## [Required work]
Please set down every entry again exactly as it stands, without the pictures.

Referring expression data:

------------------------------------

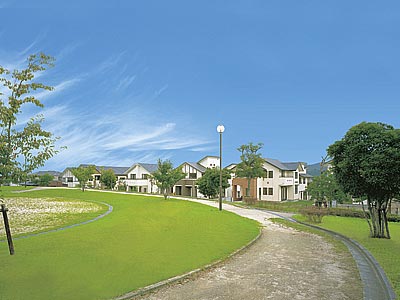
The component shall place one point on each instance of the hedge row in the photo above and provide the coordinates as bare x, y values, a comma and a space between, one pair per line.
315, 214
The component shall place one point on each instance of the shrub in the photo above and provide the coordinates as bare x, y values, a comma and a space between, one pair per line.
250, 200
314, 214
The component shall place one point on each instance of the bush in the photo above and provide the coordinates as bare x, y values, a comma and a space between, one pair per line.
250, 200
314, 214
344, 212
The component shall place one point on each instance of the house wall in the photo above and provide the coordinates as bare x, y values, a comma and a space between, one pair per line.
210, 162
239, 186
188, 169
140, 184
69, 179
187, 187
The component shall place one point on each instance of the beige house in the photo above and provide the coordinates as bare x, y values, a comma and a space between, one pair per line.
281, 181
138, 178
69, 180
194, 170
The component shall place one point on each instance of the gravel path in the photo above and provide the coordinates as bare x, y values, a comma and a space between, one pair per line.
282, 264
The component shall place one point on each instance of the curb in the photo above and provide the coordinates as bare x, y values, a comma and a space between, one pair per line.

------------------------------------

## [Completed task]
The component shall place one point on each instance of the hedge row in the photo above and provide the coordinates as bare x, y values, a comma and a space between, one pair per line.
315, 214
The component shall place one point on each instance of the shrub in the photo above and provide the coordinates as bare x, y values, a comma and a space between, one pair per line.
250, 200
314, 214
The component shall place one point on each instance of the bush in the photo above and provide the coordinates as bare x, y values, a comma and a space between, one pair per line.
250, 200
314, 214
344, 212
The component shall place one point on each instance of the house wall in the photo above and provide the coordinates as bare x, y values, a comma and a space between, one pair per line.
210, 162
239, 186
188, 169
140, 184
69, 179
187, 187
The component shall place one point on each instance of the beige house in the photo above and provide the coordinates as bare x, y values, a comma and a space between, one pair per line.
281, 181
138, 178
69, 180
194, 170
The component shall place one point on each instance of the gravel path in the photo above and provide the coordinates as bare x, y values, a comma and a space between, one pair per line.
282, 264
The component shall place one point on each instance of the curb in the photo above and provide the coordinates as bare x, y values, a comma and a space between, one pair per line.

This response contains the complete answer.